## Referring expression pointing data
_____
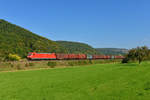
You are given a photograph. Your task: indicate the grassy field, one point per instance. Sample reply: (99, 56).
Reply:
(92, 82)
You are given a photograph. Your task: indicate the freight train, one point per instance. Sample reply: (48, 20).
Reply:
(56, 56)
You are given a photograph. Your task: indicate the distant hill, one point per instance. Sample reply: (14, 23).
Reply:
(112, 51)
(17, 40)
(77, 47)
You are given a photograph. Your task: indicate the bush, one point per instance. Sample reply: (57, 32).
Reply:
(12, 57)
(125, 60)
(30, 64)
(18, 67)
(26, 64)
(51, 64)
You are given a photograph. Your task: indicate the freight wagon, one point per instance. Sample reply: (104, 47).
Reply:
(55, 56)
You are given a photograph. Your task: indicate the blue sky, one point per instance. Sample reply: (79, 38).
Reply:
(100, 23)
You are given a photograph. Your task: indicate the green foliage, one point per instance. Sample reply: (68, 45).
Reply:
(77, 47)
(92, 82)
(31, 64)
(17, 40)
(12, 57)
(125, 60)
(140, 54)
(52, 64)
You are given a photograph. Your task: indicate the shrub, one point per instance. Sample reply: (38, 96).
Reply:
(12, 57)
(125, 60)
(51, 64)
(30, 64)
(26, 64)
(18, 66)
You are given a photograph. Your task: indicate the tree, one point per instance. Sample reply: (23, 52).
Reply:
(139, 53)
(12, 57)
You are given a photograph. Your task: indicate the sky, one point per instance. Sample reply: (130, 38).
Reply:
(100, 23)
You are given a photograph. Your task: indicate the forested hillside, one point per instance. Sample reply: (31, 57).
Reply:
(17, 40)
(112, 51)
(77, 47)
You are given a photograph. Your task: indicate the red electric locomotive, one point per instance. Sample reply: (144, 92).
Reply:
(41, 56)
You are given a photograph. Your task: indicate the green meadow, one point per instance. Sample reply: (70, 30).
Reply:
_____
## Exercise brief
Print all the records again exactly; do not include any picture.

## Written reply
You are given a photograph. Your task: indicate the grassy field, one point per instance. Sample reply: (99, 56).
Reply:
(92, 82)
You are given a photograph. Your task: indicate the freight train, one point per instance. Sample reply: (48, 20).
Reply:
(56, 56)
You are given a photograph. Your task: indicate the distant hill, one point per instance. Sample reply: (14, 23).
Reply:
(112, 51)
(17, 40)
(77, 47)
You are given a photograph. Your task: indicate the bush, one point per instance. Sample reply: (57, 32).
Reply:
(12, 57)
(125, 60)
(30, 64)
(18, 67)
(26, 64)
(51, 64)
You are given a photograph. Your task: indicate the freight wagon, one point per instance. Sample reply: (104, 47).
Reply:
(55, 56)
You are given a photograph. Your task: indicate the blue sky, one point per instance. Sample reply: (79, 38).
Reply:
(100, 23)
You are given a photograph. Your task: indicate the green foliage, one point per instance. Sample reply: (68, 45).
Reply:
(77, 47)
(92, 82)
(31, 64)
(17, 40)
(12, 57)
(125, 60)
(140, 54)
(52, 64)
You are given a photograph. Your task: indicate the shrub, one point per instance. Sample reply: (38, 96).
Reply:
(12, 57)
(125, 60)
(51, 64)
(30, 64)
(26, 64)
(18, 66)
You are given a photograph. Your task: indicate the tree, one point per instance. Sample reply: (23, 52).
Reply:
(139, 53)
(12, 57)
You are given a photograph. Your task: indicate the sky, one point per instance. Sample reply: (130, 38).
Reply:
(100, 23)
You are given a photograph. Your task: indicate the forested hillside, one point per instance. Sample reply: (31, 57).
Reply:
(17, 40)
(112, 51)
(77, 47)
You are given a photograph. Your task: indicate the red electric locomotive, one point per instance. Sample reply: (144, 92).
Reply:
(41, 56)
You are given a photograph. Your task: indicate the green meadow, one point per instance. Sample reply: (70, 30).
Reply:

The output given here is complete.